The records -

>> START

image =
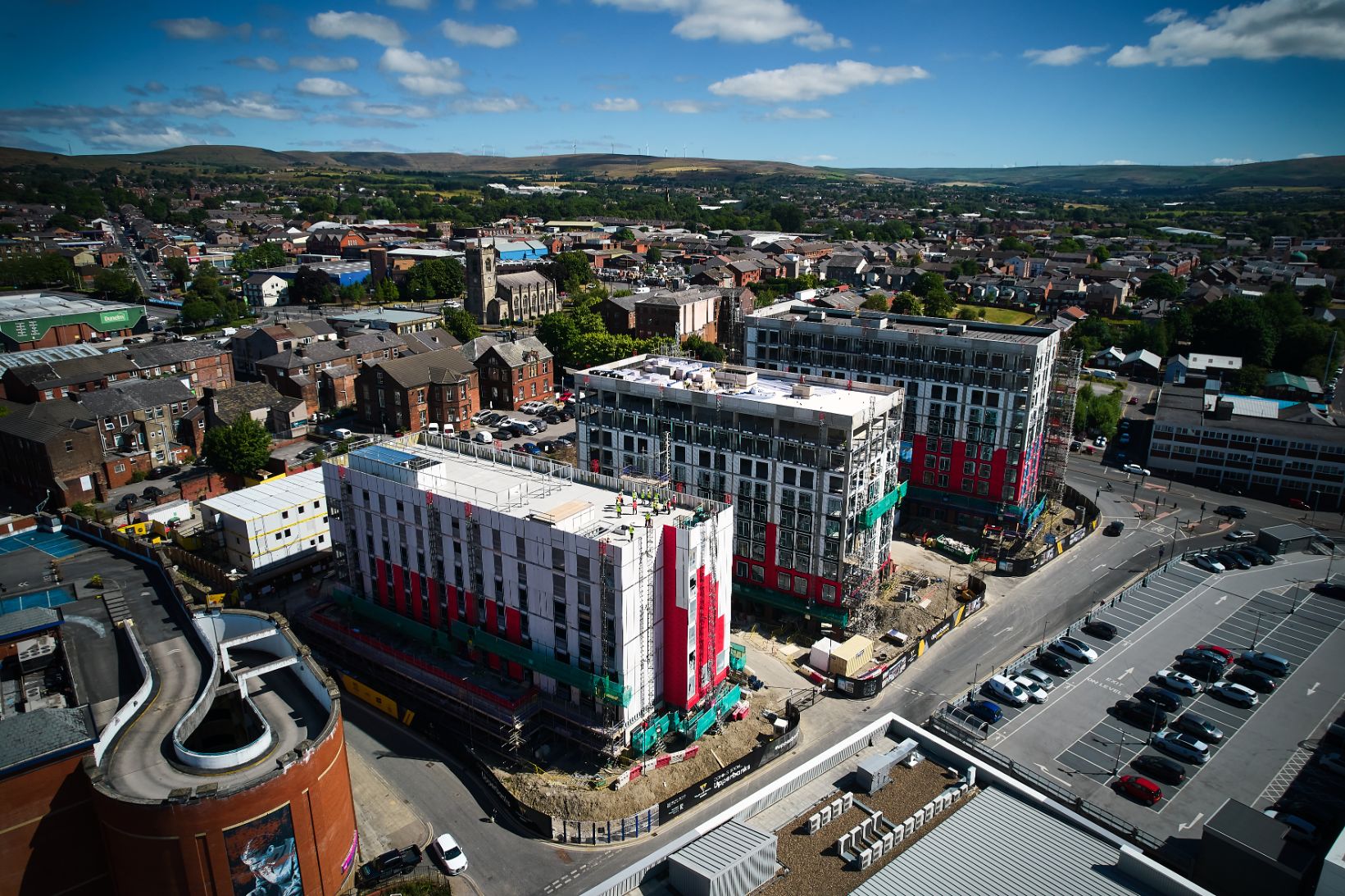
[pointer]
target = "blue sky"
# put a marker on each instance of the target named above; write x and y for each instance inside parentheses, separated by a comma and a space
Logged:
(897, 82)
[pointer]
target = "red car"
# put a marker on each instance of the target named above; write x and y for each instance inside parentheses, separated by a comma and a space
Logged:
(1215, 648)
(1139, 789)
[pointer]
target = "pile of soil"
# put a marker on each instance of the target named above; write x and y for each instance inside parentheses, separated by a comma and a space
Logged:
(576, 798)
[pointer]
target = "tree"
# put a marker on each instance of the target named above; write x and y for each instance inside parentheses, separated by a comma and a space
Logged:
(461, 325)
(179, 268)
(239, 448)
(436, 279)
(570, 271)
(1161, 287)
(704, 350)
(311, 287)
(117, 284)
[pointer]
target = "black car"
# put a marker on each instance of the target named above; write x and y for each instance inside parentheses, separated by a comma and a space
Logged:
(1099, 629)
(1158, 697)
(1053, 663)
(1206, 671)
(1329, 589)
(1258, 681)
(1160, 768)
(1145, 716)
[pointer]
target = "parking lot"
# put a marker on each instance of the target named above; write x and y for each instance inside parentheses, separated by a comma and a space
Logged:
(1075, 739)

>> END
>> START

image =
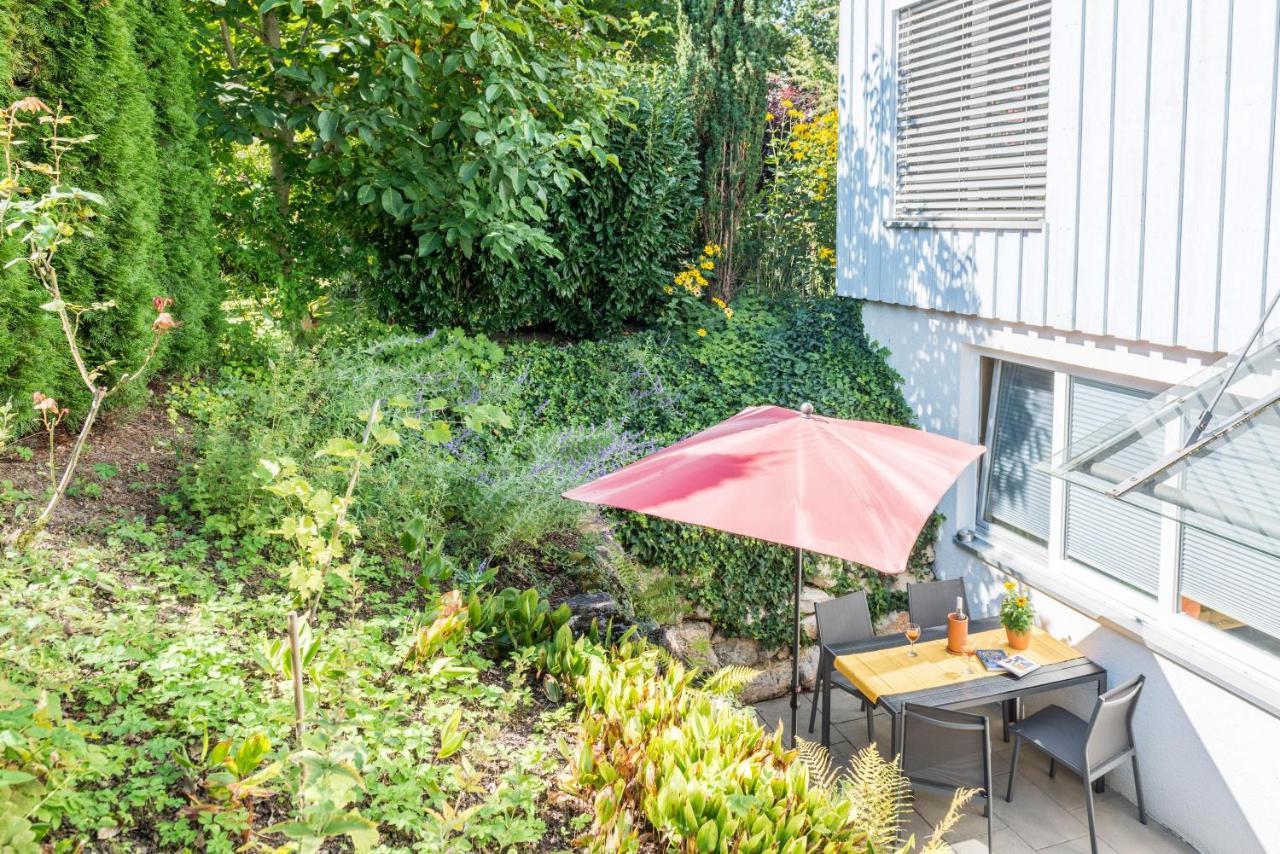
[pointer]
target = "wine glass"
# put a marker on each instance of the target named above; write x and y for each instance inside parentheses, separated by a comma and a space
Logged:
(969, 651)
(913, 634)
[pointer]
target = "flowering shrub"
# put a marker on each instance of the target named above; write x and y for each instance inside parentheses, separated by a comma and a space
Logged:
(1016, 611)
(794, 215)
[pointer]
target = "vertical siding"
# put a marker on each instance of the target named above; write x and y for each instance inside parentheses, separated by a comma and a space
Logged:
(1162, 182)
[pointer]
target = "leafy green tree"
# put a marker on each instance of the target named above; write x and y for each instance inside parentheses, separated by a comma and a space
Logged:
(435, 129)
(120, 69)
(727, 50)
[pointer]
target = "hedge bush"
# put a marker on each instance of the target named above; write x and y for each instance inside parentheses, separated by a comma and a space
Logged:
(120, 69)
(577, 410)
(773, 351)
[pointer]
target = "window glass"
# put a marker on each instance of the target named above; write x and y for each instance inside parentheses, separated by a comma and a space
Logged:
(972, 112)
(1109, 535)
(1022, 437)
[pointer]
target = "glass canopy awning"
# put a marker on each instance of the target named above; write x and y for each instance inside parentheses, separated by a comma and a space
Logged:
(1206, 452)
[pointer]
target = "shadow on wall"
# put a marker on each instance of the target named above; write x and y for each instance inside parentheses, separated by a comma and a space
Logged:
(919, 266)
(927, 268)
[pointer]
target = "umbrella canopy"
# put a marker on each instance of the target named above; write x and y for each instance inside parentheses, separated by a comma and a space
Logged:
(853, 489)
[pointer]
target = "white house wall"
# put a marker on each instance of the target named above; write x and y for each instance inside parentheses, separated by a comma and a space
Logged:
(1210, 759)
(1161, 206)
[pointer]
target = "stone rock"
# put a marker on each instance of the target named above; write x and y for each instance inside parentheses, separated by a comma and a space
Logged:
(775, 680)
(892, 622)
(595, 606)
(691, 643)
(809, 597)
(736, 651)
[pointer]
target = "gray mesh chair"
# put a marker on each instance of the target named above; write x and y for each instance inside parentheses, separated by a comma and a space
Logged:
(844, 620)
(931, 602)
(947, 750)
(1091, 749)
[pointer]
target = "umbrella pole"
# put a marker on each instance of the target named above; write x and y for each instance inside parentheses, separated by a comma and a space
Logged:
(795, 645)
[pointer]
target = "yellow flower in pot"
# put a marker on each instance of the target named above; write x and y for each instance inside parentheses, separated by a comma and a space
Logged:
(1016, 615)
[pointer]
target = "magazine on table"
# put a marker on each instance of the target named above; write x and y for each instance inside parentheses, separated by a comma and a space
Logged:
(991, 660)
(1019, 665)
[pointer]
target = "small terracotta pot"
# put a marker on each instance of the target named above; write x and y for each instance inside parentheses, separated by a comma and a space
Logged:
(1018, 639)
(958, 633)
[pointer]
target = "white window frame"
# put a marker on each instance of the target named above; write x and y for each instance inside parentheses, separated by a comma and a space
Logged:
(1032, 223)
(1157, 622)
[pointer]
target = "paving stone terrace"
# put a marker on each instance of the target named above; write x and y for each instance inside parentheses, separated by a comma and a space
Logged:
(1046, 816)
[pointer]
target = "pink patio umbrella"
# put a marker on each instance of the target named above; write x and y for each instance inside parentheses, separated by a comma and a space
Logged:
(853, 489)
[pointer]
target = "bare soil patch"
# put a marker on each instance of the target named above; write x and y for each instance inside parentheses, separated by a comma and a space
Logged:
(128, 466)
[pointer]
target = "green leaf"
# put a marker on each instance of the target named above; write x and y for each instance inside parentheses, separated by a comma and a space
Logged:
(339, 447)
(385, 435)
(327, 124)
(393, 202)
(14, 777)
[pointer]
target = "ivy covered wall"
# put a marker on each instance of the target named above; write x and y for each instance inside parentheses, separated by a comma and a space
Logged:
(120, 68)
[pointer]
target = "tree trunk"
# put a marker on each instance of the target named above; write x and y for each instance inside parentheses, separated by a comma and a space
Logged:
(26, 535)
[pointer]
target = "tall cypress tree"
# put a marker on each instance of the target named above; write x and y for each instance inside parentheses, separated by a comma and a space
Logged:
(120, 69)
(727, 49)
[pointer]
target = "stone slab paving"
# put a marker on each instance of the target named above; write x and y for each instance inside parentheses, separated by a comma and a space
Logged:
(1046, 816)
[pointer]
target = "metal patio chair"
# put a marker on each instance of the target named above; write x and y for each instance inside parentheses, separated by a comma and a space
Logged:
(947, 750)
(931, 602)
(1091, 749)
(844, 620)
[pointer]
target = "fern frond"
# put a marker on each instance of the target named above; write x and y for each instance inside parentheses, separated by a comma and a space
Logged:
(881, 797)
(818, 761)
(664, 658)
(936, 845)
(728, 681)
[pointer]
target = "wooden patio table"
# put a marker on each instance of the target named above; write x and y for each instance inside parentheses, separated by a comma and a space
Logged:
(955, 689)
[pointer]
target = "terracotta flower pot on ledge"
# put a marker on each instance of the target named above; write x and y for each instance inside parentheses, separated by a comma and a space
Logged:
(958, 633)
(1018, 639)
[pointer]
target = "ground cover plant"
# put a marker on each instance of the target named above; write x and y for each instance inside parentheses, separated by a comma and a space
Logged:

>> END

Return each line from the records above that contains the word "terracotta", copying every such line in full.

target = "small terracotta pot"
target = "terracotta flower pot on ledge"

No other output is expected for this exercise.